■ Task prompt:
Set down the line containing "rug with a single pin per instance." and every line that follows it in the listing below, exactly as written and with nothing added.

========

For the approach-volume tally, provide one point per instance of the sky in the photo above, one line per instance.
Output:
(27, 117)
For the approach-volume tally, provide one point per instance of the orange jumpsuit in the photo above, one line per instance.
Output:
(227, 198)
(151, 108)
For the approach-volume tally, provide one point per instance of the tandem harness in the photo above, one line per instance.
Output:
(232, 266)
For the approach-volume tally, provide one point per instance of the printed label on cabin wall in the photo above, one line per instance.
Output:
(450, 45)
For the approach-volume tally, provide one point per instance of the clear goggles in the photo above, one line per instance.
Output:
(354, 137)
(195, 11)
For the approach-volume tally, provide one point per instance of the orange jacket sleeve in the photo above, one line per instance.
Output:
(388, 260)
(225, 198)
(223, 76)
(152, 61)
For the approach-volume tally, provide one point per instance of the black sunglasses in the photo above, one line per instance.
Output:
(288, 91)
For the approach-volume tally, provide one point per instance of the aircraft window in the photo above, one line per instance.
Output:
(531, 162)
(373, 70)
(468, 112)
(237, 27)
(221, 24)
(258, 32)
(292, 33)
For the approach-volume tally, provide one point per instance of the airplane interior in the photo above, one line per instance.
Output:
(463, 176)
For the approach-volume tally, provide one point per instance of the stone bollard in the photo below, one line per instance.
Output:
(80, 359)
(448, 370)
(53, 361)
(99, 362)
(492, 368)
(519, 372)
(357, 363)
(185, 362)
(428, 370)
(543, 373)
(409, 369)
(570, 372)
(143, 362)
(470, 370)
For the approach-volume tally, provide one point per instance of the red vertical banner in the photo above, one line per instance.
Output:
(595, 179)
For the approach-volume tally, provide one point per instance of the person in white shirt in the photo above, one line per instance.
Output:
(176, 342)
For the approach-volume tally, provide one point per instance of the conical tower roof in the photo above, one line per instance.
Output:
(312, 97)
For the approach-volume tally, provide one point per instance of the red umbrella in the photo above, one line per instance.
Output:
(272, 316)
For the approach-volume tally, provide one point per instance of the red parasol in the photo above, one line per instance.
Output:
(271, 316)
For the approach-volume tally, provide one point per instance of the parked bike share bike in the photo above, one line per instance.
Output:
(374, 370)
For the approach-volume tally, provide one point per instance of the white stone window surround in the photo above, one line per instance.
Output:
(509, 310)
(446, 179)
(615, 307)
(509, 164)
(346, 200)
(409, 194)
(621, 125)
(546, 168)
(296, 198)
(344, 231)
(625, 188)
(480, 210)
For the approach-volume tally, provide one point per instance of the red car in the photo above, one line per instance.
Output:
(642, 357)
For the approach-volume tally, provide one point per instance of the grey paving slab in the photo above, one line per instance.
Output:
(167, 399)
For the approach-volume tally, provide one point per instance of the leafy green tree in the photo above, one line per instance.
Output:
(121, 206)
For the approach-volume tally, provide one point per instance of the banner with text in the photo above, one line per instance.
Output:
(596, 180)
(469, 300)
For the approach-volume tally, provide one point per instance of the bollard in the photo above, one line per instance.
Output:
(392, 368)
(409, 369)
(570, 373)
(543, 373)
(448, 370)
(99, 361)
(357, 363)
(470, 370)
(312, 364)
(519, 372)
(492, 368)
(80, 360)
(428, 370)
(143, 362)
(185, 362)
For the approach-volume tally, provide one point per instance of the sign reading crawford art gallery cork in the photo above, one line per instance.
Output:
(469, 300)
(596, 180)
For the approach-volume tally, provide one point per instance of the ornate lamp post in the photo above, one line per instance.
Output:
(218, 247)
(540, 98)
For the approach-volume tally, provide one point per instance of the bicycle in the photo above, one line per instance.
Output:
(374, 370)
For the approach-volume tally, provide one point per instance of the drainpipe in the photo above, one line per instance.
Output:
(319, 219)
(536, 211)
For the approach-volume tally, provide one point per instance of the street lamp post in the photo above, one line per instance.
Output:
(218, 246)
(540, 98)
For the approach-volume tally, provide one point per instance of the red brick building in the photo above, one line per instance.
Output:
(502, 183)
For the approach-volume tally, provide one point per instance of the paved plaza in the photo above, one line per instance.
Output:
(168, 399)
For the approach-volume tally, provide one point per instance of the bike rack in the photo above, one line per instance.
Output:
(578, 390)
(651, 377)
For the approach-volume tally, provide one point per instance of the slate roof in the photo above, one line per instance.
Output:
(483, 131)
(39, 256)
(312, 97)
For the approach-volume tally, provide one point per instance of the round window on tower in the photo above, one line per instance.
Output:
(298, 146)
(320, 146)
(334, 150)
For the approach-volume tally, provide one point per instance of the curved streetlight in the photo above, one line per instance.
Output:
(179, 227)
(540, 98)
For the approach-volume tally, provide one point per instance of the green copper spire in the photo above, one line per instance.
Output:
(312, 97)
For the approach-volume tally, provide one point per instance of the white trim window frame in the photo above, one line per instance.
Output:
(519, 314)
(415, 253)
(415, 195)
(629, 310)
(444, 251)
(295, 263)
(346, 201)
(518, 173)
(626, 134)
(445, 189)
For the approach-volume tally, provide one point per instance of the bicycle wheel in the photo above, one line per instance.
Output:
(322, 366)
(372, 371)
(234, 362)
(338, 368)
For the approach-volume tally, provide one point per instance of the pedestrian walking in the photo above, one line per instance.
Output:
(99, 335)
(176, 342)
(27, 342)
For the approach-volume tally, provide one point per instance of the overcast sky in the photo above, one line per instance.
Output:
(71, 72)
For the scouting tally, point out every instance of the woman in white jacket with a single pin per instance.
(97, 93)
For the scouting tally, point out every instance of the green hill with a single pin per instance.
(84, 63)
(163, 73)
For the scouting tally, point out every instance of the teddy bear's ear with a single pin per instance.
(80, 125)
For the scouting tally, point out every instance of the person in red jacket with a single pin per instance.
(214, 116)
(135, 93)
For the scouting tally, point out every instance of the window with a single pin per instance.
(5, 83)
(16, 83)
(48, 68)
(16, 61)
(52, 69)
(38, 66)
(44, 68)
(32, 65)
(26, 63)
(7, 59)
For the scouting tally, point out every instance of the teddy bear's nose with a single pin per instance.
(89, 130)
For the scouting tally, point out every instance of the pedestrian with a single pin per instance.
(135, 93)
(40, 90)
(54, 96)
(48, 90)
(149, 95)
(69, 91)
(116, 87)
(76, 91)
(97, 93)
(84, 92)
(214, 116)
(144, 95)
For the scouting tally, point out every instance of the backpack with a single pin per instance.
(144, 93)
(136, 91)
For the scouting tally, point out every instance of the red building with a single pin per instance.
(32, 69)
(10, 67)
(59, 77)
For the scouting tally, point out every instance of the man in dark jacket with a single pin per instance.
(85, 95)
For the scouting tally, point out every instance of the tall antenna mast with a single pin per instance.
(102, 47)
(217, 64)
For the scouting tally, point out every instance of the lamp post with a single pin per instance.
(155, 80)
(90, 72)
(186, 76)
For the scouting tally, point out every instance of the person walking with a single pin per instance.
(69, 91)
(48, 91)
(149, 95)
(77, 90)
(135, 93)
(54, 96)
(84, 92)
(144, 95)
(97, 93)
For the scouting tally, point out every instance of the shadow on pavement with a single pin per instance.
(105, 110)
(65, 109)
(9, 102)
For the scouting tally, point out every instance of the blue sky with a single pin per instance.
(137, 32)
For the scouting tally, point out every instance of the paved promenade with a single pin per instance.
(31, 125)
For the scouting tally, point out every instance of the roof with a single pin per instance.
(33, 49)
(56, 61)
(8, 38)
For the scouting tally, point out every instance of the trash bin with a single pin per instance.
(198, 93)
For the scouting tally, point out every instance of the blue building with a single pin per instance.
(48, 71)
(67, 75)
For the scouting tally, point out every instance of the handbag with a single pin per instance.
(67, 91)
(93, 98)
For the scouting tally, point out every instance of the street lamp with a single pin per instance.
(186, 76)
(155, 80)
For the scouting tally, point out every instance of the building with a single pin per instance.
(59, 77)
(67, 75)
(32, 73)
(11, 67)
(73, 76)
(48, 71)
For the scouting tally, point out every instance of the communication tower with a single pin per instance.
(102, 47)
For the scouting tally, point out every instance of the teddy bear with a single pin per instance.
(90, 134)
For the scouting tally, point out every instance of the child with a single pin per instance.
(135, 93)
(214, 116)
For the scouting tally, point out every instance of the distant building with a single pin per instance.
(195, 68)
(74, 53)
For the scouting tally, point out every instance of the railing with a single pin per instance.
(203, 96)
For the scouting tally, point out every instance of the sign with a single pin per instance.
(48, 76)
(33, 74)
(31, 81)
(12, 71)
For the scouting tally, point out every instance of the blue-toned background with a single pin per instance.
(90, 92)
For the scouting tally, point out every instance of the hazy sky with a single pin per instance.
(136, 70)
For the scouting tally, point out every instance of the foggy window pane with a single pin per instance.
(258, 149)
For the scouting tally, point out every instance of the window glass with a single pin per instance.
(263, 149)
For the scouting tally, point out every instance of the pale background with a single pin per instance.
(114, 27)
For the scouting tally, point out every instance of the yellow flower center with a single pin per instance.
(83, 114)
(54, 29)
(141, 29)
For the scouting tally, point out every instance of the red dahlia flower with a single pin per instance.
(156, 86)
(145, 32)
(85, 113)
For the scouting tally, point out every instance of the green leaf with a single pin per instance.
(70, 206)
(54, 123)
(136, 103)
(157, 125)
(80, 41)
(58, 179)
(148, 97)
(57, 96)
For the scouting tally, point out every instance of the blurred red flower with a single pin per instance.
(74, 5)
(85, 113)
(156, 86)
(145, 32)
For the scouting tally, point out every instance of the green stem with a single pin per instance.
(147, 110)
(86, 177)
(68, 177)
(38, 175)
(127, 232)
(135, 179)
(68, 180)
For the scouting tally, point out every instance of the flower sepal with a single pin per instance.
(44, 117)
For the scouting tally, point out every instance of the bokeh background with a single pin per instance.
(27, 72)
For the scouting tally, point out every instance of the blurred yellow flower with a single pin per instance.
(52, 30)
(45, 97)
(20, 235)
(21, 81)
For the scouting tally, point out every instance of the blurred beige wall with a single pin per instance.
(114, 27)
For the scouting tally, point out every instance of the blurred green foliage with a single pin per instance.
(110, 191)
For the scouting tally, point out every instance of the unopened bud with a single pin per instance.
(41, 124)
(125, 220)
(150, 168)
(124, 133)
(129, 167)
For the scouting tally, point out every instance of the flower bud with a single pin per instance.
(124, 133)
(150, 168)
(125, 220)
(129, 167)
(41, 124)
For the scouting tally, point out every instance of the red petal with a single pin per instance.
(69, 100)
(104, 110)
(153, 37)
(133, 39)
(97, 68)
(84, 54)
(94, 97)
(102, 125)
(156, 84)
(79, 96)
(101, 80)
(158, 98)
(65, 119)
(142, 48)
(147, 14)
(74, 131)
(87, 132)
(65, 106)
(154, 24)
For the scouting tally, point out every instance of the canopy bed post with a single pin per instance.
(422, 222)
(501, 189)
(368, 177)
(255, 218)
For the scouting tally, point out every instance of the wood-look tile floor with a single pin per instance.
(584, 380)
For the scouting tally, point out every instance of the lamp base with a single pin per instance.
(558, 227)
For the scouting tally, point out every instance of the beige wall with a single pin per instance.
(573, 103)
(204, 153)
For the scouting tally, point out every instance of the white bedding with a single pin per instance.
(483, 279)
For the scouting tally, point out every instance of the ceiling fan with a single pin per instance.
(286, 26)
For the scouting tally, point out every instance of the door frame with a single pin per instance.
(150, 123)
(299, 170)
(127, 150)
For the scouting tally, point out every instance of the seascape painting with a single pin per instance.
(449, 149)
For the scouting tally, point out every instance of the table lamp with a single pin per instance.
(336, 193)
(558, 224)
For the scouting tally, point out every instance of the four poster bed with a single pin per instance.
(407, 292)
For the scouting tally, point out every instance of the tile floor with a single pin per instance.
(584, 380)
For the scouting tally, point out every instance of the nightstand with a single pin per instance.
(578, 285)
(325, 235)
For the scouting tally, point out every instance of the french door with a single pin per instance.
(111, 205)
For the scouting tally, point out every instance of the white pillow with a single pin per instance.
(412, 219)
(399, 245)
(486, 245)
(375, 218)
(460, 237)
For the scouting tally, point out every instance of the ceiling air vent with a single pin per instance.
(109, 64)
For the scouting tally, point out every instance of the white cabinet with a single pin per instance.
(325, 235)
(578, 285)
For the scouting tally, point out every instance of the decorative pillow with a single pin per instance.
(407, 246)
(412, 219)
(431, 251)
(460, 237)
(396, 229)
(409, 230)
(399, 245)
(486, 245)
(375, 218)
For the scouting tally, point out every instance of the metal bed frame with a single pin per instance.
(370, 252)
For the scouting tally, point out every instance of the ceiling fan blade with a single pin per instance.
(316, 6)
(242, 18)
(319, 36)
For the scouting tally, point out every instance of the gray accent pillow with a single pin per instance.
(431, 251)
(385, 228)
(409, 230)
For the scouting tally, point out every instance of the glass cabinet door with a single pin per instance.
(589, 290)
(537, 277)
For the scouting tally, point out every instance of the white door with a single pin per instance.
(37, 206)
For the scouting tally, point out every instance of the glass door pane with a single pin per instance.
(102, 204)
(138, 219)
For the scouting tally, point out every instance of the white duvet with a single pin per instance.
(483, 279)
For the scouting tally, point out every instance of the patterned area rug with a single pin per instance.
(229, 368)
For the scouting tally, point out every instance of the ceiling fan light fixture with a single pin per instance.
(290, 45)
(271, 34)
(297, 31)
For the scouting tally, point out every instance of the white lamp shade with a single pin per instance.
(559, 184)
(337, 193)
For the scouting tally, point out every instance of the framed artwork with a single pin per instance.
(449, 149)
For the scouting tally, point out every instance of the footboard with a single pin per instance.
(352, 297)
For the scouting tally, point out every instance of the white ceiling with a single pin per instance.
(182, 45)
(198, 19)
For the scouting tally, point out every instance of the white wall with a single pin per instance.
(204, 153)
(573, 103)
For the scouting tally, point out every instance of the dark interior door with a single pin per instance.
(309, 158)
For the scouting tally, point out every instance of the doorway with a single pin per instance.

========

■ Expected answer:
For the scouting tally, point out every instance of the patterned area rug with a single pin per instance.
(229, 368)
For the scouting tally, point out every instance of the ceiling fan light fixture with a single pin per instance.
(290, 45)
(271, 34)
(297, 31)
For the scouting tally, point out every instance of the white lamp shade with a single pin per instance.
(559, 184)
(337, 193)
For the scouting tally, point out every instance of the framed artwork with a single pin per instance.
(449, 149)
For the scouting tally, point out every instance of the footboard with a single pin per instance.
(352, 297)
For the scouting tally, point out every instance of the white ceiling with a single pin per instance.
(182, 45)
(198, 19)
For the scouting tally, point out every instance of the white wall with a single pin per instance.
(204, 153)
(573, 103)
For the scouting tally, point out every instance of the dark interior door with a single pin per instance.
(309, 158)
For the scouting tally, point out every instance of the doorway with a single pin per instance.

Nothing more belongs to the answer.